##### 抜粋箇所 #####

中井広恵女流王位(当時)の人妻的ボヤキ

将棋世界1991年7月号、中井広恵女流王位(当時)の第2期女流王位戦〔植村真理女流二段-中井広恵女流王位〕第3局自戦記「嬉しい、初防衛」より。

 この原稿が本に載る頃には、少しは巨人の成績も上がっているのだろうか。巨人ファンの私としてはいたたまれない今日この頃である。

 この女流王位戦第3局の帰り、偶然飛行機が巨人の選手達と一緒になった。

 ”写真を撮らせて下さい”

 ギャル達にそう言われて、ニヤけた顔で写真を撮っていた。

 ”巨人・大鵬・玉子焼”なんて言われてたらしいが、現在ではすっかり西武の陰に隠れてしまっている。

 ”まったく、ニヤけて写真撮ったって勝たなきゃ人気も上がらないのよ”

 巨人の選手達に言ってやりたくなったが一方で、”なんでカメラ持ってこなかったの!!”とミーハーな想いもあった。

(中略)

##### 表示データ #####

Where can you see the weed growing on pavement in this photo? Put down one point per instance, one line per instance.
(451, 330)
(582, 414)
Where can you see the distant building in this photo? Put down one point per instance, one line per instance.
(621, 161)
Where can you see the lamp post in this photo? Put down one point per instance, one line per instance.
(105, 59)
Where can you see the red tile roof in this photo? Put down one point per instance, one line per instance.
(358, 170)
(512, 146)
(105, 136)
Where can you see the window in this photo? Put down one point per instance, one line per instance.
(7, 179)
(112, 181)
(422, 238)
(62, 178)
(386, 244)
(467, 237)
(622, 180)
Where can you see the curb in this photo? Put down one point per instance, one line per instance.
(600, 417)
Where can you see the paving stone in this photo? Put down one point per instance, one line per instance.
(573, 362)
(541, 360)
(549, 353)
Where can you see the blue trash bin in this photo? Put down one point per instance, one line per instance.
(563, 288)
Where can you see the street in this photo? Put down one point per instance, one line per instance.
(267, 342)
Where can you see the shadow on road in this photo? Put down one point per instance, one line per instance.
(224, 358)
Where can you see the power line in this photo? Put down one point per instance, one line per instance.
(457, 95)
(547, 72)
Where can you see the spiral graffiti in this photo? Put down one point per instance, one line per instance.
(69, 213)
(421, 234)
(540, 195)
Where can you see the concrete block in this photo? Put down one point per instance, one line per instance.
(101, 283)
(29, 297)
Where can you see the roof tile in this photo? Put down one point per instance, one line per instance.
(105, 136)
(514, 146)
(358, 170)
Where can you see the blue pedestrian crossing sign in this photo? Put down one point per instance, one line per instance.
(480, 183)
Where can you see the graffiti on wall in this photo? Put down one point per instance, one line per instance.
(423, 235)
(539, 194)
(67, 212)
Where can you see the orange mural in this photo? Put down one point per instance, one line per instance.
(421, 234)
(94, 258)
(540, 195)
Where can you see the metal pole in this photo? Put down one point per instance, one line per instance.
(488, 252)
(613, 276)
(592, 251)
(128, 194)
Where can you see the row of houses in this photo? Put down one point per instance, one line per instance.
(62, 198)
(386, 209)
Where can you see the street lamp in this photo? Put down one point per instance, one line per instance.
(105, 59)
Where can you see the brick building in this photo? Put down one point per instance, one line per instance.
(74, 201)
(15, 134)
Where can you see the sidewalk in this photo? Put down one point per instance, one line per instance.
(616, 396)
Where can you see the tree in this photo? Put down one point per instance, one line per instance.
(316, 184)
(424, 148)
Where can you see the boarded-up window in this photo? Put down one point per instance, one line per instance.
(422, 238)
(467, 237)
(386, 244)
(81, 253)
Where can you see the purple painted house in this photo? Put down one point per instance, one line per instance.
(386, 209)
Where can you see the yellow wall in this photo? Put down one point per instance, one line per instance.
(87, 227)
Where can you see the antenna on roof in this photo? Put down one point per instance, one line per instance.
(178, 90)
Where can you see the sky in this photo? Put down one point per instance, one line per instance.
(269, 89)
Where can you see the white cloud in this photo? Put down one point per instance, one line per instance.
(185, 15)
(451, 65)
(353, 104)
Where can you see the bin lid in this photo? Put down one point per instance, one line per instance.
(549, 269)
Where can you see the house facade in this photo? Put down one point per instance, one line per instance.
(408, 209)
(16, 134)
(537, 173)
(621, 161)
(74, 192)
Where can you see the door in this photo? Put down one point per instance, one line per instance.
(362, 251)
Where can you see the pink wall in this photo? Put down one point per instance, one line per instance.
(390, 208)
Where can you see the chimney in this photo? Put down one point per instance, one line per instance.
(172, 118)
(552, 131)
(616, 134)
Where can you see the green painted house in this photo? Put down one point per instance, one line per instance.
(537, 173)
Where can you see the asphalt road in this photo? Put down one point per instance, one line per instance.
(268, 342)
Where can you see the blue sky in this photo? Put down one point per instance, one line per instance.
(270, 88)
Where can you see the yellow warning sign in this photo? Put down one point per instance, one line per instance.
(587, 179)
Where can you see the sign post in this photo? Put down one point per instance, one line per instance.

#####

課題 ->
中井広恵女流王位の自戦記から、「中井広恵女流王位(当時)の人妻的ボヤキ」から「この女流王位戦第3局の帰り、偶然飛行機が巨人の選手達と一緒になった。」までを一字一句違えずに引用してください。 解答にあたっては中井広恵女流王位の自戦記のみを根拠とし、行の記載は用いないでください。

解答 ->
中井広恵女流王位(当時)の人妻的ボヤキ

将棋世界1991年7月号、中井広恵女流王位(当時)の第2期女流王位戦〔植村真理女流二段-中井広恵女流王位〕第3局自戦記「嬉しい、初防衛」より。

 この原稿が本に載る頃には、少しは巨人の成績も上がっているのだろうか。巨人ファンの私としてはいたたまれない今日この頃である。

 この女流王位戦第3局の帰り、偶然飛行機が巨人の選手達と一緒になった。